--- Task goal ---
Print all records exactly, leaving nothing out.

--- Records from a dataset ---
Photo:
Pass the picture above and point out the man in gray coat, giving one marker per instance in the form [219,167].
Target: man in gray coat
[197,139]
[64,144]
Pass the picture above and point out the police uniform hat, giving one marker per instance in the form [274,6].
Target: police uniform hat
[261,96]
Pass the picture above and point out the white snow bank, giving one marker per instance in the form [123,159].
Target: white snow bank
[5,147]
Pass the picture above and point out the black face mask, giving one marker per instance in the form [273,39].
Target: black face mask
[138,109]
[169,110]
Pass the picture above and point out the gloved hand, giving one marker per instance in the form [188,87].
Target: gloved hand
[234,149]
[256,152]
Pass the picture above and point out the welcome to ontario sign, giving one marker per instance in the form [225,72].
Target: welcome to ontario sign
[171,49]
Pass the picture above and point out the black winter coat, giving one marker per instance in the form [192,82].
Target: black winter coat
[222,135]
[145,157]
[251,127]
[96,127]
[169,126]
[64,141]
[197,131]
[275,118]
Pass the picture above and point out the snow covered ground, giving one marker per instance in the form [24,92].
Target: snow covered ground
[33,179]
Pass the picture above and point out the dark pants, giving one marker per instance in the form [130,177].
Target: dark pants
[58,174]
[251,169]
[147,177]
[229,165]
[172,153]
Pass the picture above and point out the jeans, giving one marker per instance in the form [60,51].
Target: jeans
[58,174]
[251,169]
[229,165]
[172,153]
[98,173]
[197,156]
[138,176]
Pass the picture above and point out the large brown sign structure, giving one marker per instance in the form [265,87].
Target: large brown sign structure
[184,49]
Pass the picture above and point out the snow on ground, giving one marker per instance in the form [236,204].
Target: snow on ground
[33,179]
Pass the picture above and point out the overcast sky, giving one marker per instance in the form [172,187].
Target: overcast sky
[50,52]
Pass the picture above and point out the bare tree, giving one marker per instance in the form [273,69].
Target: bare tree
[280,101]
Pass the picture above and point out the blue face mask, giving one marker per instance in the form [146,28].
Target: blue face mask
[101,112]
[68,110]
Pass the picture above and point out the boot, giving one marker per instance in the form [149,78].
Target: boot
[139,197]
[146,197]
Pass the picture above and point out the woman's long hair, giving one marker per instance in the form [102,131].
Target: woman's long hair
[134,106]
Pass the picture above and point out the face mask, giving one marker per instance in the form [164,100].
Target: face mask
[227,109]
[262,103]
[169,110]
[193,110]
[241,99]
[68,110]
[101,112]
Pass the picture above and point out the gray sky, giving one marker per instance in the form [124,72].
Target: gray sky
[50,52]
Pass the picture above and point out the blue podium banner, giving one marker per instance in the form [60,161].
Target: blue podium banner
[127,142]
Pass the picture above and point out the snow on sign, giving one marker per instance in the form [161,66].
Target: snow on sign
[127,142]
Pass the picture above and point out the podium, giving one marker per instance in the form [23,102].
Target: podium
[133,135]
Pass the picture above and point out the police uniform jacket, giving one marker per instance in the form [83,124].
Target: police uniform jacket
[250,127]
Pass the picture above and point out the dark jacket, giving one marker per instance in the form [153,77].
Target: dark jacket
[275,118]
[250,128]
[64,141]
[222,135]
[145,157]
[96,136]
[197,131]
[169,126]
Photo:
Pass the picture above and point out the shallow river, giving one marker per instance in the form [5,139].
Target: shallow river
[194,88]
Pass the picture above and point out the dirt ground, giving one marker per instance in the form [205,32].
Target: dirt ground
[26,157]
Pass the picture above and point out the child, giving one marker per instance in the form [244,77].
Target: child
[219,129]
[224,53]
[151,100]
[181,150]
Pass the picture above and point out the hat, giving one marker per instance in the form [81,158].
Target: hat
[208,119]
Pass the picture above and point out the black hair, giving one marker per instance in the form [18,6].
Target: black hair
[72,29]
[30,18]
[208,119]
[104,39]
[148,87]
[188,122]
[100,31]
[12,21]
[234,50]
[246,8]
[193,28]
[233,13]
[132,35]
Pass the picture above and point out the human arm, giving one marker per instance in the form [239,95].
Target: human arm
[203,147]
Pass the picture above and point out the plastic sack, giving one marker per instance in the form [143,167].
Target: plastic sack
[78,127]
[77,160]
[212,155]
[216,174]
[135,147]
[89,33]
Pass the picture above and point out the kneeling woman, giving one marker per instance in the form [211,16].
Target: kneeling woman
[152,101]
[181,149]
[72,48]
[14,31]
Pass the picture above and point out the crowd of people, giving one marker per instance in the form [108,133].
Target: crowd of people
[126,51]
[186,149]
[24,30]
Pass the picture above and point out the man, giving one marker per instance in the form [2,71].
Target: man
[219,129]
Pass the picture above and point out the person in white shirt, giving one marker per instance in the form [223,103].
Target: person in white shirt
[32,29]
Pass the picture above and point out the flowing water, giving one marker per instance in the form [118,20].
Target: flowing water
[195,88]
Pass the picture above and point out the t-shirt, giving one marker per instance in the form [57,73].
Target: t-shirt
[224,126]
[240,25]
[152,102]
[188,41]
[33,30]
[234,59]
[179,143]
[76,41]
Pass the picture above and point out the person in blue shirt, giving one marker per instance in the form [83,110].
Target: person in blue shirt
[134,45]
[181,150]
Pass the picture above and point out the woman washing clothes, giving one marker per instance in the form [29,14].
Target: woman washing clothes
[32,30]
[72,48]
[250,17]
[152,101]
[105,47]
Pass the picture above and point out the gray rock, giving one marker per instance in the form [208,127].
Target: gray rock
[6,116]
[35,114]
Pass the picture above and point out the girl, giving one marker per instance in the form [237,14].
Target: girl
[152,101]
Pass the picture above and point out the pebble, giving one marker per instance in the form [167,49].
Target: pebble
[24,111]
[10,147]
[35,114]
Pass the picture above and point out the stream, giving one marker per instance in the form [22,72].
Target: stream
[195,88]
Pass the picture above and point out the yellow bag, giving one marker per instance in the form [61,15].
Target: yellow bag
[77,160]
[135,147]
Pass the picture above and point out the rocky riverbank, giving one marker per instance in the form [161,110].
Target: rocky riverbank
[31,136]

--- Your response ---
Photo:
Pass the picture above and point out the man in gray coat, giving one marker per instance in the form [219,167].
Target: man in gray coat
[197,139]
[64,144]
Pass the picture above and point out the police uniform hat, giving one marker per instance in the form [274,6].
Target: police uniform hat
[261,96]
Pass the picture above and point out the white snow bank, giving one marker per instance in the form [123,159].
Target: white snow bank
[5,147]
Pass the picture above and point out the black face mask, giving one marker per instance in the form [273,39].
Target: black face mask
[138,109]
[169,110]
Pass the picture above and point out the gloved hand, giving one marker per instance in the form [188,87].
Target: gloved hand
[234,149]
[256,152]
Pass the picture above and point out the welcome to ontario sign, giving one marker per instance in the form [225,72].
Target: welcome to ontario sign
[171,49]
Pass the picture above and point out the black winter coat, giving one marker per instance in the form [192,82].
Target: black winter coat
[222,135]
[145,157]
[251,127]
[96,127]
[169,126]
[64,141]
[197,131]
[275,118]
Pass the picture above and point out the snow covered ground, giving one marker per instance in the form [24,92].
Target: snow covered ground
[33,179]
Pass the picture above and point out the dark pants, giving one marker per instance in the form [130,177].
Target: dark pants
[58,174]
[251,169]
[147,177]
[229,165]
[172,153]
Pass the picture above and point out the jeans, giving one marker per instance in the form [60,51].
Target: jeans
[58,174]
[251,169]
[229,165]
[172,153]
[98,173]
[197,156]
[138,176]
Pass the picture above and point out the large brown sign structure, giving one marker per instance in the form [265,87].
Target: large brown sign structure
[184,49]
Pass the picture above and point out the snow on ground, giving one marker per instance in the form [236,204].
Target: snow on ground
[33,179]
Pass the picture above and point out the overcast sky, giving one marker per instance in the form [172,187].
Target: overcast sky
[50,52]
Pass the picture above and point out the bare tree, giving one marker per instance in the form [273,69].
Target: bare tree
[280,101]
Pass the picture above and point out the blue face mask, giving one marker per instance in the form [146,28].
Target: blue face mask
[101,112]
[68,110]
Pass the picture above and point out the boot, giving one marker per instance in the form [149,78].
Target: boot
[139,197]
[146,197]
Pass the picture above and point out the woman's long hair, giving one marker per instance in the form [102,131].
Target: woman's long hair
[134,106]
Pass the picture above and point out the face mask, giving one marker per instance in the form [164,100].
Target: face mask
[227,109]
[262,103]
[169,110]
[193,110]
[241,99]
[68,110]
[101,112]
Pass the picture above and point out the gray sky, giving one marker per instance in the form [124,72].
Target: gray sky
[50,52]
Pass the picture above and point out the blue podium banner, giving one marker per instance in the form [60,161].
Target: blue podium banner
[127,142]
Pass the picture above and point out the snow on sign, giving one marker per instance in the form [161,66].
Target: snow on sign
[127,142]
Pass the picture above and point out the podium, giving one marker per instance in the form [23,102].
Target: podium
[133,135]
Pass the picture above and point out the police uniform jacket, giving one marker per instance in the form [83,124].
Target: police uniform jacket
[250,127]
Pass the picture above and point out the dark jacket, giving one marker per instance in the form [153,77].
Target: dark jacket
[275,118]
[250,128]
[64,141]
[222,135]
[145,157]
[96,136]
[197,131]
[169,126]
Photo:
Pass the picture above and point out the shallow river, giving one marker per instance in the form [5,139].
Target: shallow river
[194,88]
Pass the picture above and point out the dirt ground, giving one marker per instance in the form [205,32].
Target: dirt ground
[26,157]
Pass the picture above and point out the child, giving one marker per instance in the form [244,77].
Target: child
[219,129]
[224,53]
[151,100]
[181,150]
Pass the picture above and point out the hat, giving one marker per instance in the form [81,158].
Target: hat
[208,119]
Pass the picture above and point out the black hair, giving one marker per instance in the form [18,6].
Target: black hair
[72,29]
[30,18]
[208,119]
[104,39]
[148,87]
[188,122]
[100,31]
[12,21]
[234,50]
[246,8]
[193,28]
[233,13]
[132,35]
Pass the picture above and point out the human arm, giving one marker per instance in the form [239,95].
Target: human arm
[203,147]
Pass the picture above and point out the plastic sack, giving one marker per instance in the form [143,167].
Target: plastic sack
[78,127]
[77,160]
[212,155]
[216,174]
[135,147]
[89,33]
Pass the picture above and point out the kneeling woman, giving one marker per instance in the form [211,16].
Target: kneeling woman
[152,101]
[181,149]
[72,48]
[14,31]
Pass the picture above and point out the crowd of people, giving one marker per instance in the form [108,133].
Target: crowd of people
[126,51]
[186,149]
[24,30]
Pass the picture above and point out the man, giving one marker per instance in the form [2,71].
Target: man
[219,129]
Pass the picture above and point out the person in white shirt, giving one marker per instance in the form [223,103].
Target: person in white shirt
[32,29]
Pass the picture above and point out the flowing water, giving one marker per instance in the form [118,20].
Target: flowing water
[195,88]
Pass the picture above and point out the t-shirt, giving one marker per instance in the form [57,73].
Target: t-shirt
[224,126]
[240,25]
[152,102]
[188,41]
[33,30]
[234,59]
[179,143]
[76,41]
Pass the picture above and point out the person in blue shirt, giving one marker per instance in the form [83,110].
Target: person in blue shirt
[134,45]
[181,150]
Pass the picture above and point out the woman washing clothes, giving one marker per instance in the form [29,14].
Target: woman washing clothes
[32,30]
[72,48]
[250,17]
[152,101]
[105,47]
Pass the picture above and point out the gray rock, giving one marker per instance in the form [208,127].
Target: gray rock
[6,116]
[35,114]
Pass the picture above and point out the girl, giving one marker per instance in the form [237,14].
Target: girl
[152,101]
Pass the picture above and point out the pebble, giving one marker per instance in the form [167,49].
Target: pebble
[24,111]
[10,147]
[35,114]
Pass the picture above and point out the stream, giving one marker per instance in the form [22,72].
Target: stream
[195,88]
Pass the picture above and point out the yellow bag, giving one marker per instance in the form [61,15].
Target: yellow bag
[77,160]
[135,147]
Pass the picture above and point out the rocky riverbank, giving one marker per instance in the form [161,110].
Target: rocky riverbank
[31,136]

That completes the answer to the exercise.